WHAT YOU ARE ASKED TO DO: In the bosentan abstract, which two phase I metabolites were found inside cells that express CYP3A4?

--- TEXT ---

Br J Pharmacol. 2013 Feb 6;


Authors: Fahrmayr C, König J, Auge D, Mieth M, Münch K, Segrestaa J, Pfeifer T, Treiber A, Fromm MF


Abstract

BACKGROUND AND PURPOSE: Hepatic uptake (e.g. by OATP1B1), phase I and II metabolism (e.g. by CYP3A4, UGT1A1) and subsequent biliary excretion (e.g. by MRP2) are key determinants for the pharmacokinetics of numerous drugs. However, stably transfected cell models for the simultaneous investigation of transport and phase I and II metabolism of drugs are lacking. EXPERIMENTAL APPROACH: A newly established quadruple-transfected MDCKII-OATP1B1-CYP3A4-UGT1A1-MRP2 cell line was used to investigate metabolism and transcellular transport of the endothelin receptor antagonist bosentan. KEY RESULTS: Intracellular accumulation of bosentan equivalents (i.e. parent compound and metabolites) was significantly lower in all cell lines expressing MRP2 compared to cell lines lacking this transporter (P<0.001). Accordingly, considerably higher amounts of bosentan equivalents were detectable in the apical compartments of cell lines with MRP2 expression (P<0.001). HPLC and LC-MS measurements revealed that mainly unchanged bosentan accumulated in intracellular and apical compartments. Furthermore, the phase I metabolites Ro 48-5033 and Ro 47-8634 were detected intracellularly in cell lines expressing CYP3A4. Additionally, a direct glucuronide of bosentan could be identified intracellularly in cell lines expressing UGT1A1 and in the apical compartments of cell lines expressing UGT1A1 and MRP2. CONCLUSIONS AND IMPLICATIONS: These in vitro data indicate that bosentan is a substrate of UGT1A1. Moreover, the efflux transporter MRP2 mediates export of bosentan and most likely also of bosentan glucuronide in the cell system. Taken together, cell lines simultaneously expressing transport proteins and metabolizing enzymes represent additional useful tools for the investigation of the interplay of transport and metabolism of drugs.

--- INFORMATION SUPPLIED ---

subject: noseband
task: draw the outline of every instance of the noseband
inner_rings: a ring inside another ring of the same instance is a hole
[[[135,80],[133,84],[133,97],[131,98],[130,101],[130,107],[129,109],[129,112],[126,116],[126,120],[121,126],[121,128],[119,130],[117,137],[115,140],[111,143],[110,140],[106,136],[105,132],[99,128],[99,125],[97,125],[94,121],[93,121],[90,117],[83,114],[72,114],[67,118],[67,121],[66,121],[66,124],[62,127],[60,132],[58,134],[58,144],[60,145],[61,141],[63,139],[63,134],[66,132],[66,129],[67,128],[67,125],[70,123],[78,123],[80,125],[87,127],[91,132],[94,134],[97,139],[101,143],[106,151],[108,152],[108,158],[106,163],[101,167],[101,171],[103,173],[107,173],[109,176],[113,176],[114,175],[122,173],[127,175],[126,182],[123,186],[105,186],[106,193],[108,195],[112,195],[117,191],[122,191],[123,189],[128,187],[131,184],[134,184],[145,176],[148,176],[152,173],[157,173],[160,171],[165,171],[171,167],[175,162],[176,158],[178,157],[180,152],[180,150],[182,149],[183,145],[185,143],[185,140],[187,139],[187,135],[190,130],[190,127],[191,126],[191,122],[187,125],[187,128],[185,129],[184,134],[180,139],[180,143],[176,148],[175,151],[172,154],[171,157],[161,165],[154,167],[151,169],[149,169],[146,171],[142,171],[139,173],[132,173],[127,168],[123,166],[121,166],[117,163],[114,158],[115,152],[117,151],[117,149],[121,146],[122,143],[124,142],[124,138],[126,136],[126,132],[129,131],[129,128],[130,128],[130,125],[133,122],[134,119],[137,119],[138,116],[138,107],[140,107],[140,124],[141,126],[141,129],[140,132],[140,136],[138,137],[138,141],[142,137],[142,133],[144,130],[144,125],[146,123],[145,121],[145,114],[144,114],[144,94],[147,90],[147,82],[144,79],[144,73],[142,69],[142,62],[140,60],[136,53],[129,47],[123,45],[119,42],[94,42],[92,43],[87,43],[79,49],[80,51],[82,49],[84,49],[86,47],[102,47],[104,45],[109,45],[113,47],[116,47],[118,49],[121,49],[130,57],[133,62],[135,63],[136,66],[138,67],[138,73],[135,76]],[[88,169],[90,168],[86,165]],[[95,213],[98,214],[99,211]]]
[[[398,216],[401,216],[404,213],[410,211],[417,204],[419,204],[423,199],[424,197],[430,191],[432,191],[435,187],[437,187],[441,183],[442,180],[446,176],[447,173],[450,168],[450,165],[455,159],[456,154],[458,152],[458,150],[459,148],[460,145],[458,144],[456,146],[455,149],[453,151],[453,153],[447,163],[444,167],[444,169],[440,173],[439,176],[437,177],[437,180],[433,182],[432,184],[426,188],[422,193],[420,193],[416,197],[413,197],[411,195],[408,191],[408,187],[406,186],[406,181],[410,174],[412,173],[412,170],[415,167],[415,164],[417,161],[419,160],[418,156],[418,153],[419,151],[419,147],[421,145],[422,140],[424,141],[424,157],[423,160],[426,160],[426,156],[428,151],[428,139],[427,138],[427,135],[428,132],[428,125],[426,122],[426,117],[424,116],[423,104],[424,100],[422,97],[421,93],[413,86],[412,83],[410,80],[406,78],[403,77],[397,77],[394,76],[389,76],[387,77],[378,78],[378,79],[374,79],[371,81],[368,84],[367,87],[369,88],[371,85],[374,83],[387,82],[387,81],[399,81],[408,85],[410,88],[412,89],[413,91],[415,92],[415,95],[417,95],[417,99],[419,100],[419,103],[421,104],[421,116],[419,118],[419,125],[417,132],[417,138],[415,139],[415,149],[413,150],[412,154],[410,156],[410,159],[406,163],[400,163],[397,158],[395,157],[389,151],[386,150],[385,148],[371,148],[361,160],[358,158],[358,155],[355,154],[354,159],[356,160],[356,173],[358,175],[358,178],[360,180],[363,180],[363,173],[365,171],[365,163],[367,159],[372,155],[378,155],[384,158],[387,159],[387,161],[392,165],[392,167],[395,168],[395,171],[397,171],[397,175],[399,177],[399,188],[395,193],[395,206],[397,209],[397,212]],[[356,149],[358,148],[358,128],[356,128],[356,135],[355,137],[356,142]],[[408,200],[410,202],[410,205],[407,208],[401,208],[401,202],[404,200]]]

---

TASK OUTPUT: Ro 48-5033 and Ro 47-8634.